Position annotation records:
--- START ---
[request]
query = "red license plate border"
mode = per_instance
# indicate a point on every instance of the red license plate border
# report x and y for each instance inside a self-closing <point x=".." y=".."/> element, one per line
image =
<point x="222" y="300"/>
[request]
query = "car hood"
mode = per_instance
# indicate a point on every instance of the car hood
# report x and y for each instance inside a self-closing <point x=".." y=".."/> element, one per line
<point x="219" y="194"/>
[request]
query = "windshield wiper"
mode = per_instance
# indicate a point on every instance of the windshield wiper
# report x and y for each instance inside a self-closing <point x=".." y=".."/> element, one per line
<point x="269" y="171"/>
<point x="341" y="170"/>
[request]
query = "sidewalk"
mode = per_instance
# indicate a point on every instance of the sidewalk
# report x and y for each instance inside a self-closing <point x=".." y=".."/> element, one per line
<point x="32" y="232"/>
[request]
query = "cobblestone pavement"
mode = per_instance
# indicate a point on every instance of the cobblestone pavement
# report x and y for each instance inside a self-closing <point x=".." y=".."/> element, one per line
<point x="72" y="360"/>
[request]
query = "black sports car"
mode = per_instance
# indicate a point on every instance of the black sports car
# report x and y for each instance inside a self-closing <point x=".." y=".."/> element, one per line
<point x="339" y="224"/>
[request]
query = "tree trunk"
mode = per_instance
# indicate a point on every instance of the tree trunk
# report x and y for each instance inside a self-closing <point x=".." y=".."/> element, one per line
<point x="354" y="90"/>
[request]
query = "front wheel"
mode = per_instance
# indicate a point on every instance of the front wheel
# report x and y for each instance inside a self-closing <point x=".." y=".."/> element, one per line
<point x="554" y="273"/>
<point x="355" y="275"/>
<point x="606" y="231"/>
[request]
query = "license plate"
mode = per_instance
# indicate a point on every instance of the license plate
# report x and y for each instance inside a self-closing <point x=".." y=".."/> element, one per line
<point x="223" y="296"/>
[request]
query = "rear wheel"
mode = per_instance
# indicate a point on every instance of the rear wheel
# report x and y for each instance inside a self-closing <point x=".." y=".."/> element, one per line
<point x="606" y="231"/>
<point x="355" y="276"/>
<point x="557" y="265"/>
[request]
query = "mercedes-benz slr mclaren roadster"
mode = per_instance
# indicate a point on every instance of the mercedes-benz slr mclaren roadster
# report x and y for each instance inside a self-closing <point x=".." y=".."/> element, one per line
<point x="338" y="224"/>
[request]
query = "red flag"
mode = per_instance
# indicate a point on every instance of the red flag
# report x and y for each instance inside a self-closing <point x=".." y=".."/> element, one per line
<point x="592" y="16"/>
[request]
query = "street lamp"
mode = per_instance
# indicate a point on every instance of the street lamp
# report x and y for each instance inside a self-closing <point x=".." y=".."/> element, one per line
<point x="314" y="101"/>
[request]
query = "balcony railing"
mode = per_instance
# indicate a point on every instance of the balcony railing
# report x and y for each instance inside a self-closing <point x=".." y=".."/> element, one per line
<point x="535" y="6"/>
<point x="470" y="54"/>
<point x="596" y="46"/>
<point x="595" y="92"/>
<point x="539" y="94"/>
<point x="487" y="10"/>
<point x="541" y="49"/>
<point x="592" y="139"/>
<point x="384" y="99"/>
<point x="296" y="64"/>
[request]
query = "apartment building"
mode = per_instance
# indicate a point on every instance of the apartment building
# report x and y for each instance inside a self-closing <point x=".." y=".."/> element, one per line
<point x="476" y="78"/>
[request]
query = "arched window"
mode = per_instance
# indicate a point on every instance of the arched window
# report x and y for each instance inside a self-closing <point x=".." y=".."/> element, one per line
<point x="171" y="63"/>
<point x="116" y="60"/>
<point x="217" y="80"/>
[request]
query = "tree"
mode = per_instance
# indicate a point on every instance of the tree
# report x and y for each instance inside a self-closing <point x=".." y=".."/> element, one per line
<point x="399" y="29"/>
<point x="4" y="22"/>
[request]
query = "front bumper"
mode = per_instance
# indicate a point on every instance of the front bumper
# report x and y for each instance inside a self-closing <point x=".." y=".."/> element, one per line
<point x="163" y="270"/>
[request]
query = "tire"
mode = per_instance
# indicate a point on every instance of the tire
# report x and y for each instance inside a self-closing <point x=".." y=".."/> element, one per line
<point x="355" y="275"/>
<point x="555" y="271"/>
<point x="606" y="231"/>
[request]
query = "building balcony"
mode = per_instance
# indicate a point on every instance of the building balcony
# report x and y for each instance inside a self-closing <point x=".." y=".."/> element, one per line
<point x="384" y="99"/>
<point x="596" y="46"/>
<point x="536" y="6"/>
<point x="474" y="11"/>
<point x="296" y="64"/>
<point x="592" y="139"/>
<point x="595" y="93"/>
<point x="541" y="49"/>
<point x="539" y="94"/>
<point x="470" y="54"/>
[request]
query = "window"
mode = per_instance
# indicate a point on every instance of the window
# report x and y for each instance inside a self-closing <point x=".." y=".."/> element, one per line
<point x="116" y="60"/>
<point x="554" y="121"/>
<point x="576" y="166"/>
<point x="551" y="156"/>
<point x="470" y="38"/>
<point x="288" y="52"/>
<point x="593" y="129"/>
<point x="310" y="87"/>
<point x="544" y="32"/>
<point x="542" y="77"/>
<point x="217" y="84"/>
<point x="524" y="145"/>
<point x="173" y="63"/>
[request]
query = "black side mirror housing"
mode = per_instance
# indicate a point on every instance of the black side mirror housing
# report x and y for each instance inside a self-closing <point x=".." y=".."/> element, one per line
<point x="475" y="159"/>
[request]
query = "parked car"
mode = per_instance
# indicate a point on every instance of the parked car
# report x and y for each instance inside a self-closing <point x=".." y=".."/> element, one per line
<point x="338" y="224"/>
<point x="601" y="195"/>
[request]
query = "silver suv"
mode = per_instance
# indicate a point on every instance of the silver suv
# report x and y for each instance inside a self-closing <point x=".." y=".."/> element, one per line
--- END ---
[Set task]
Make an exact copy of the data above.

[Written solution]
[request]
query = "red license plate border"
mode = per_instance
# indicate a point on every instance of the red license plate border
# report x and y for each instance inside a self-closing <point x=".." y=".."/> element, one per line
image =
<point x="222" y="300"/>
[request]
query = "car hood"
mode = per_instance
# indicate a point on every instance of the car hood
# report x and y for each instance inside a self-closing <point x=".." y=".."/> element, one per line
<point x="219" y="194"/>
[request]
query = "windshield wiper"
mode = per_instance
# indicate a point on every instance of the windshield wiper
# report x and y for each instance inside a self-closing <point x=".." y=".."/> element, one per line
<point x="269" y="171"/>
<point x="341" y="170"/>
[request]
query = "sidewalk"
mode = per_instance
# indicate a point on every instance of the sidewalk
# report x and y for each instance inside a self-closing <point x=".." y=".."/> element, one per line
<point x="32" y="232"/>
[request]
query = "cobblestone pavement"
mode = per_instance
# indicate a point on every instance of the cobblestone pavement
# report x and y for each instance inside a self-closing <point x=".." y=".."/> element, one per line
<point x="72" y="360"/>
[request]
query = "black sports car"
mode = per_instance
# indicate a point on every instance of the black sports car
# report x and y for each instance inside a self-closing <point x=".." y=".."/> element, one per line
<point x="339" y="224"/>
[request]
query = "tree trunk"
mode = per_instance
# indicate a point on every instance of the tree trunk
# report x and y for each instance inside a self-closing <point x=".." y=".."/> element, one per line
<point x="354" y="90"/>
[request]
query = "front wheel"
mode = per_instance
# indicate a point on every instance of the front wheel
# report x and y for each instance inside a self-closing <point x=".." y=".."/> element, one per line
<point x="554" y="273"/>
<point x="355" y="275"/>
<point x="606" y="231"/>
[request]
query = "license plate"
mode = per_instance
# indicate a point on every instance of the license plate
# report x and y for each instance inside a self-closing <point x=".." y=".."/> element, one per line
<point x="223" y="296"/>
[request]
query = "rear wheel"
mode = per_instance
# indicate a point on every instance of the rear wheel
# report x and y for each instance inside a self-closing <point x=".." y=".."/> element, one per line
<point x="606" y="231"/>
<point x="355" y="276"/>
<point x="557" y="265"/>
[request]
query = "mercedes-benz slr mclaren roadster"
mode = per_instance
# indicate a point on every instance of the mercedes-benz slr mclaren roadster
# report x and y for each instance inside a self-closing <point x=".." y=".."/> element, one per line
<point x="338" y="224"/>
[request]
query = "red flag"
mode = per_instance
# indicate a point on every instance of the red flag
# report x and y for each instance inside a self-closing <point x=".." y=".."/> element, one per line
<point x="592" y="16"/>
[request]
query = "street lamp"
mode = per_instance
# indicate a point on every instance of the street lamp
# report x and y for each instance inside a self-closing <point x=".." y=".."/> element, one per line
<point x="314" y="101"/>
[request]
query = "balcony railing"
mode = per_instance
# indicate a point on every instance of the balcony railing
# report x and y for each instance inside a self-closing <point x=".." y=".."/> element, one per line
<point x="535" y="6"/>
<point x="470" y="54"/>
<point x="596" y="46"/>
<point x="595" y="92"/>
<point x="539" y="94"/>
<point x="487" y="10"/>
<point x="541" y="49"/>
<point x="592" y="139"/>
<point x="384" y="99"/>
<point x="296" y="64"/>
[request]
query = "apartment building"
mode = per_instance
# indicate a point on every instance of the apartment building
# report x and y for each instance inside a self-closing <point x=".." y=".."/> element, one per line
<point x="476" y="78"/>
[request]
query = "arched window"
mode = per_instance
# indicate a point on every instance of the arched window
# report x and y for each instance inside a self-closing <point x=".." y=".."/> element, one per line
<point x="171" y="63"/>
<point x="116" y="60"/>
<point x="217" y="80"/>
[request]
query = "tree"
mode = per_instance
# indicate a point on every instance of the tree
# report x and y for each instance inside a self-closing <point x=".." y=".."/> element, one per line
<point x="399" y="29"/>
<point x="4" y="22"/>
[request]
query = "front bumper"
mode = per_instance
# indicate a point on every instance of the front bumper
# report x and y for each instance inside a self-closing <point x=".." y=".."/> element, one per line
<point x="163" y="270"/>
[request]
query = "tire"
mode = per_instance
# indicate a point on every instance of the tire
# report x and y for each instance inside a self-closing <point x=".." y=".."/> element, one per line
<point x="355" y="275"/>
<point x="555" y="271"/>
<point x="606" y="231"/>
[request]
query = "building balcony"
mode = per_instance
# indicate a point on every instance of the building balcony
# report x and y for each instance inside a self-closing <point x=".." y=".."/> element, one per line
<point x="384" y="99"/>
<point x="596" y="46"/>
<point x="536" y="6"/>
<point x="474" y="11"/>
<point x="296" y="64"/>
<point x="592" y="139"/>
<point x="595" y="93"/>
<point x="541" y="49"/>
<point x="539" y="94"/>
<point x="470" y="54"/>
[request]
query = "window"
mode = per_instance
# indicate a point on every instance of the window
# report x and y for each instance inside a self-closing <point x=".." y=".."/> element, one per line
<point x="116" y="60"/>
<point x="554" y="121"/>
<point x="576" y="166"/>
<point x="551" y="156"/>
<point x="470" y="38"/>
<point x="288" y="52"/>
<point x="593" y="129"/>
<point x="310" y="87"/>
<point x="544" y="32"/>
<point x="542" y="77"/>
<point x="217" y="84"/>
<point x="524" y="145"/>
<point x="173" y="63"/>
[request]
query = "black side mirror housing"
mode = per_instance
# indicate a point on every instance of the black side mirror housing
# report x and y for each instance inside a self-closing <point x=".." y=".."/> element, one per line
<point x="475" y="159"/>
[request]
query = "parked car"
mode = per_instance
# indicate a point on every instance of the parked car
# report x and y for each instance inside a self-closing <point x=".." y=".."/> element, one per line
<point x="338" y="224"/>
<point x="601" y="195"/>
[request]
query = "silver suv"
mode = per_instance
# indicate a point on every instance of the silver suv
# report x and y for each instance inside a self-closing <point x=".." y=".."/> element, one per line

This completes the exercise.